WHAT IS ASKED:
A. From the perf patch message, extract the passage that begins at the words "From: kan ." and stops after the words "another RDPMC task.".
B. List every nonzero counter value that the perf patch message shows in the output of ./rdpmc_read_all_counters.
C. Write the next part of the perf patch message, starting after its last sentence.

[PATCH V2 3/3] perf/x86: Reset the dirty counter to prevent the leak for an RDPMC task

From: kan . liang
Date: Fri Aug 21 2020 - 15:59:27 EST

Next message: kan . liang: "[PATCH V2 2/3] perf/core: Pull pmu::sched_task() into perf_event_context_sched_out()"
Previous message: John Hubbard: "Re: [GIT PULL] tee subsystem pin_user_pages for v5.8"
In reply to: kan . liang: "[PATCH V2 1/3] perf/core: Pull pmu::sched_task() into perf_event_context_sched_in()"
Next in thread: kan . liang: "[PATCH V2 2/3] perf/core: Pull pmu::sched_task() into perf_event_context_sched_out()"
Messages sorted by: [ date ] [ thread ] [ subject ] [ author ]

From: Kan Liang <kan.liang@xxxxxxxxxxxxxxx>

The counter value of a perf task may leak to another RDPMC task.
For example, a perf stat task as below is running on CPU 0.

perf stat -e 'branches,cycles' -- taskset -c 0 ./workload

In the meantime, an RDPMC task, which is also running on CPU 0, may read
the GP counters periodically. (The RDPMC task creates a fixed event,
but read four GP counters.)

$ taskset -c 0 ./rdpmc_read_all_counters
index 0x0 value 0x8001e5970f99
index 0x1 value 0x8005d750edb6
index 0x2 value 0x0
index 0x3 value 0x0

index 0x0 value 0x8002358e48a5
index 0x1 value 0x8006bd1e3bc9
index 0x2 value 0x0
index 0x3 value 0x0

It is a potential security issue. Once the attacker knows what the other
thread is counting. The PerfMon counter can be used as a side-channel to
attack cryptosystems.

The counter value of the perf stat task leaks to the RDPMC task because
perf never clears the counter when it's stopped.

Two methods were considered to address the issue.
- Unconditionally reset the counter in x86_pmu_del(). It can bring extra
overhead even when there is no RDPMC task running.
- Only reset the un-assigned dirty counters when the RDPMC task is
scheduled in. The method is implemented here.

The dirty counter is a counter, on which the assigned event has been
deleted, but the counter is not reset. To track the dirty counters,
add a 'dirty' variable in the struct cpu_hw_events. The 'running'
variable is only used in P4 PMU, which doesn't support the RDPMC. Share
the memory space between the 'dirty' and the 'running' variable.

EXTRACTED DATA:

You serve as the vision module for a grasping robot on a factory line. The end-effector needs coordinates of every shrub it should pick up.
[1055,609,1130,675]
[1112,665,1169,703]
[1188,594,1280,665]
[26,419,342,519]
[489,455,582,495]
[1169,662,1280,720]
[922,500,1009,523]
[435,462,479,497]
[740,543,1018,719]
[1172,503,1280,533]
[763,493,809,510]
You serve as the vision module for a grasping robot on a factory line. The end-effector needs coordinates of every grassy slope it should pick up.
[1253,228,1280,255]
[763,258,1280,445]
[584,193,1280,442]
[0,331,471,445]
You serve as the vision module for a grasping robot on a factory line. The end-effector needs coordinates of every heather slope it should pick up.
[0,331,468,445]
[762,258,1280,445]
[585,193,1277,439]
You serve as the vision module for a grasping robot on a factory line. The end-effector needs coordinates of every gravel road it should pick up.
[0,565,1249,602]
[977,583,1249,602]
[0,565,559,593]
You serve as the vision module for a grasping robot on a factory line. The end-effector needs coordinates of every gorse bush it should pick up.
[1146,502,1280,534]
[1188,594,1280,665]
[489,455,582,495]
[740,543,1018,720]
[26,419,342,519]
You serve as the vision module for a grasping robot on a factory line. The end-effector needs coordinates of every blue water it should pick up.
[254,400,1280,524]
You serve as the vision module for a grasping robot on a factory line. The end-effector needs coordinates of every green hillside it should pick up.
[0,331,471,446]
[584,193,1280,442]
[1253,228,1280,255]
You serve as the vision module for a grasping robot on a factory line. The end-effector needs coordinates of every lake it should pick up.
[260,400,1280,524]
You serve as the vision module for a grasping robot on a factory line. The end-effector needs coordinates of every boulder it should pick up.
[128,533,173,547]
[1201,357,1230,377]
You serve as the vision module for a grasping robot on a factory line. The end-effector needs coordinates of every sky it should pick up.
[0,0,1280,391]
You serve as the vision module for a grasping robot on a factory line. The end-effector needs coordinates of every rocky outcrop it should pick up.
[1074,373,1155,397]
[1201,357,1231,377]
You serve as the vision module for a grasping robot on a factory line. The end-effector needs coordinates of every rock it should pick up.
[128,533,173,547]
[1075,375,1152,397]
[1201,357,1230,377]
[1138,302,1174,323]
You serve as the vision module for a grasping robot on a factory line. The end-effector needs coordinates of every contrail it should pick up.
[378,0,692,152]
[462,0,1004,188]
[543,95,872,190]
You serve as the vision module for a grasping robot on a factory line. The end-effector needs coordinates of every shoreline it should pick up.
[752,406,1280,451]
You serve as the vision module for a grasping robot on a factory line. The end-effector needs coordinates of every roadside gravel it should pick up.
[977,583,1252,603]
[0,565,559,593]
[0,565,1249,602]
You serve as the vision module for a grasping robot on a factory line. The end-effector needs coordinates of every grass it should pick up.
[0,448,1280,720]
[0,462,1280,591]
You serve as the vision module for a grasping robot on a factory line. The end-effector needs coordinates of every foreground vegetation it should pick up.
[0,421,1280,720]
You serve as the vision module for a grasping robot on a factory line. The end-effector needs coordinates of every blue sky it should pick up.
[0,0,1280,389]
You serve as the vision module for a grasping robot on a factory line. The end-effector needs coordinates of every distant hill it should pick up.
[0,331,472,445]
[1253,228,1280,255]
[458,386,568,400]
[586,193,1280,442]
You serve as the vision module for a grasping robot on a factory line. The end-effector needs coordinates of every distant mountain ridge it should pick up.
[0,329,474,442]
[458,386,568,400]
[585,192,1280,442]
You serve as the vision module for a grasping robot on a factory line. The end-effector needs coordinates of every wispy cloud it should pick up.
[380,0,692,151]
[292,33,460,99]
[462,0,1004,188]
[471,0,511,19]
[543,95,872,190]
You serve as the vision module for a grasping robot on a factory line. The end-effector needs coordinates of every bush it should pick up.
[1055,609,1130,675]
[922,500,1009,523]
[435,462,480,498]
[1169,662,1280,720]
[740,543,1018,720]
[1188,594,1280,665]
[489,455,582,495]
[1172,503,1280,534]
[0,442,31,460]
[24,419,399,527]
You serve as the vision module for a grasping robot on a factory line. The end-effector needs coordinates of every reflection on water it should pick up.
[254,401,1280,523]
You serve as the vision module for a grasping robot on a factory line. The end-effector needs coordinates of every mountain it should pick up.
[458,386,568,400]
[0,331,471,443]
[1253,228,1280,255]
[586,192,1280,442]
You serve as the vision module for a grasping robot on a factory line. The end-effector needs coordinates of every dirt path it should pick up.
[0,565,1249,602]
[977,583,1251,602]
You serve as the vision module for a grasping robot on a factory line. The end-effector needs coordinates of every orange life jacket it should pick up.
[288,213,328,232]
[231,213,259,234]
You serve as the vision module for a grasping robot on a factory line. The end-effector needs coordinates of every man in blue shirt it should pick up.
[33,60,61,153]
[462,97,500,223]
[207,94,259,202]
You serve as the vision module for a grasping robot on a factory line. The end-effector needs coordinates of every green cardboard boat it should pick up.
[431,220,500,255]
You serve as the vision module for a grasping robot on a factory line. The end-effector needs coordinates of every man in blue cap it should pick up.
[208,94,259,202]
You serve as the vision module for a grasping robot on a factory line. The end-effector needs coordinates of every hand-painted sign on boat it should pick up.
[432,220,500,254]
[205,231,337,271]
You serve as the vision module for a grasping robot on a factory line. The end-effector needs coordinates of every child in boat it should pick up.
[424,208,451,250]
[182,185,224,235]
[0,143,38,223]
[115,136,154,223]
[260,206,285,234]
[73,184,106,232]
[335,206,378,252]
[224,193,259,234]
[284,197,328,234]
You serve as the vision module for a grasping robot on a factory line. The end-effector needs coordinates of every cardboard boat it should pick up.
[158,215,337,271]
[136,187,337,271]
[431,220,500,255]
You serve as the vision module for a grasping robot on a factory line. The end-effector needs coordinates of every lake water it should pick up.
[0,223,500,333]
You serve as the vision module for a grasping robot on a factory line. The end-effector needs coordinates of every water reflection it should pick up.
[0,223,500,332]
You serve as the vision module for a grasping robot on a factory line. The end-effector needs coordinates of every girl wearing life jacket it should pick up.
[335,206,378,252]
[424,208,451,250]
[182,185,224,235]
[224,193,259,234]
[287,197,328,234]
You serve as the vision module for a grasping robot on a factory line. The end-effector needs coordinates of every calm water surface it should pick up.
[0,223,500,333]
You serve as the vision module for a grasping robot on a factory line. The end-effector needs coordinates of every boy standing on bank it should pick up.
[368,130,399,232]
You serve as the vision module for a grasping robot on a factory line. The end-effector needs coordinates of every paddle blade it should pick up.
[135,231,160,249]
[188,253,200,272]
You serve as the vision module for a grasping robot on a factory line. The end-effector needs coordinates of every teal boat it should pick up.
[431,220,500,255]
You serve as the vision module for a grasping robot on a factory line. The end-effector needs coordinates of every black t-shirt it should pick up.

TASK RESPONSES:
A.
From: kan . liang
Date: Fri Aug 21 2020 - 15:59:27 EST

Next message: kan . liang: "[PATCH V2 2/3] perf/core: Pull pmu::sched_task() into perf_event_context_sched_out()"
Previous message: John Hubbard: "Re: [GIT PULL] tee subsystem pin_user_pages for v5.8"
In reply to: kan . liang: "[PATCH V2 1/3] perf/core: Pull pmu::sched_task() into perf_event_context_sched_in()"
Next in thread: kan . liang: "[PATCH V2 2/3] perf/core: Pull pmu::sched_task() into perf_event_context_sched_out()"
Messages sorted by: [ date ] [ thread ] [ subject ] [ author ]

From: Kan Liang <kan.liang@xxxxxxxxxxxxxxx>

The counter value of a perf task may leak to another RDPMC task.

B.
0x8001e5970f99
0x8005d750edb6
0x8002358e48a5
0x8006bd1e3bc9

C.
The current code doesn't reset the counter when the assigned event is
deleted. Set the corresponding bit in the 'dirty' variable in
x86_pmu_del(), if the RDPMC feature is available on the system.

The security issue can only be found with an RDPMC task. The event for
an RDPMC task is a non-sampling event, and requires the mmap buffer.
This can be used to detect an RDPMC task. Once the event is detected in
the event_mapped(), enable sched_task(), which is invoked in each
context switch. Add a check in the sched_task() to clear the dirty
counters, when the RDPMC task is scheduled in. Only the current
un-assigned dirty counters are reset, bacuase the RDPMC assigned dirty
counters will be updated soon.

The RDPMC instruction is also supported on the older platforms. Add
sched_task() for the core_pmu. The core_pmu doesn't support large PEBS
and LBR callstack, the intel_pmu_pebs/lbr_sched_task() will be ignored.

After applying the patch,

$ taskset -c 0 ./rdpmc_read_all_counters
index 0x0 value 0x0
index 0x1 value 0x0
index 0x2 value 0x0
index 0x3 value 0x0

index 0x0 value 0x0
index 0x1 value 0x0
index 0x2 value 0x0
index 0x3 value 0x0

Performance

The performance of a context switch only be impacted when there are two
or more perf users and one of the users must be an RDPMC user. In other
cases, there is no performance impact.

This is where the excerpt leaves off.